** start RECORDS FOR THE EXERCISE **

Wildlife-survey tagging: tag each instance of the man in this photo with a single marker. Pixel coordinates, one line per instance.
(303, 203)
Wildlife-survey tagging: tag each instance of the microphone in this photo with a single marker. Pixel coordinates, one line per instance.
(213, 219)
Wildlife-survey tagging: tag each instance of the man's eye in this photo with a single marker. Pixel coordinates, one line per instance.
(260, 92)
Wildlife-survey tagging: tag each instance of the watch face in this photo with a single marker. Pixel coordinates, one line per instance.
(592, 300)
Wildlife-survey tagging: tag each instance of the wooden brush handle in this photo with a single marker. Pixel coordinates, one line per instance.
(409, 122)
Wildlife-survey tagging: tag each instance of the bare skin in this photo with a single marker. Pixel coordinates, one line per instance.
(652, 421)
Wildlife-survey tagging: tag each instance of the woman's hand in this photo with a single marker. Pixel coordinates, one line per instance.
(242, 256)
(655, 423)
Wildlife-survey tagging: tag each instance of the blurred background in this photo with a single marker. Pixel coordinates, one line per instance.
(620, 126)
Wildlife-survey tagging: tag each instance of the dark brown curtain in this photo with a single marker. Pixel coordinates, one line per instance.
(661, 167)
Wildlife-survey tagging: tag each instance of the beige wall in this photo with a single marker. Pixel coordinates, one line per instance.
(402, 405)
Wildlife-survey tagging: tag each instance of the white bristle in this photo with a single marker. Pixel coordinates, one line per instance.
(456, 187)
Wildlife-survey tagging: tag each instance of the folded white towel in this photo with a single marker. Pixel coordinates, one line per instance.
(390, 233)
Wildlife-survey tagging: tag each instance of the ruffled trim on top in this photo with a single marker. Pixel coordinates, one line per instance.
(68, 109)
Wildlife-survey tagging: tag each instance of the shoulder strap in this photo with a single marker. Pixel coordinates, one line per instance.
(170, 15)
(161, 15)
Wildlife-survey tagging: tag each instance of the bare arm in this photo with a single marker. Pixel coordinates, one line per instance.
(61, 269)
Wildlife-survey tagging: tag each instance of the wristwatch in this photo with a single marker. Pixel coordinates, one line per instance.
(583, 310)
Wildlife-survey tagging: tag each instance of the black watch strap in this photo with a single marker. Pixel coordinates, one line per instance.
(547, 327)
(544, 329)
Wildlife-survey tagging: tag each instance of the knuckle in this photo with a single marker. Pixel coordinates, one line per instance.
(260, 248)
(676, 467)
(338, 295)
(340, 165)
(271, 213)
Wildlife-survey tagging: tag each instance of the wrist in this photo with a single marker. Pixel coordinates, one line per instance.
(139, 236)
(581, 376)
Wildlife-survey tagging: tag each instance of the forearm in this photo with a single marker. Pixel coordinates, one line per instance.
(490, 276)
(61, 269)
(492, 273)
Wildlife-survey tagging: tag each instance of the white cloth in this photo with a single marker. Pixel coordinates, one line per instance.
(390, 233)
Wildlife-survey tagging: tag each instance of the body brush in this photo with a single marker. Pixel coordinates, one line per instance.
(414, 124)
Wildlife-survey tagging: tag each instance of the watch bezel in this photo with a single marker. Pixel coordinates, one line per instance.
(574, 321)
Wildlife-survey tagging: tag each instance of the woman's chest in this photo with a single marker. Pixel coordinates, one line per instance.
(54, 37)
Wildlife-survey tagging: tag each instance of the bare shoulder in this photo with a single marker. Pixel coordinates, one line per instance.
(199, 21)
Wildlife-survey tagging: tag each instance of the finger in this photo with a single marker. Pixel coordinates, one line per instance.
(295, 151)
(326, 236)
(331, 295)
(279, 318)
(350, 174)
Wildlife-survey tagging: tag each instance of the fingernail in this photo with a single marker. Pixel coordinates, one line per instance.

** end RECORDS FOR THE EXERCISE **

Rewrite every record line from the one containing "Wildlife-survey tagging: tag each instance of the finger in" down through the end of the records, keeping the requests, and offset each coordinate value in the answers by -43.

Wildlife-survey tagging: tag each instance of the finger in this photo with a single marker. Pixel coordinates, one line per instance.
(252, 108)
(283, 193)
(288, 252)
(236, 275)
(307, 131)
Wildlife-survey tagging: tag each instance of the fingernail in this photo with a single marker. Pixel coordinates, one line per instance.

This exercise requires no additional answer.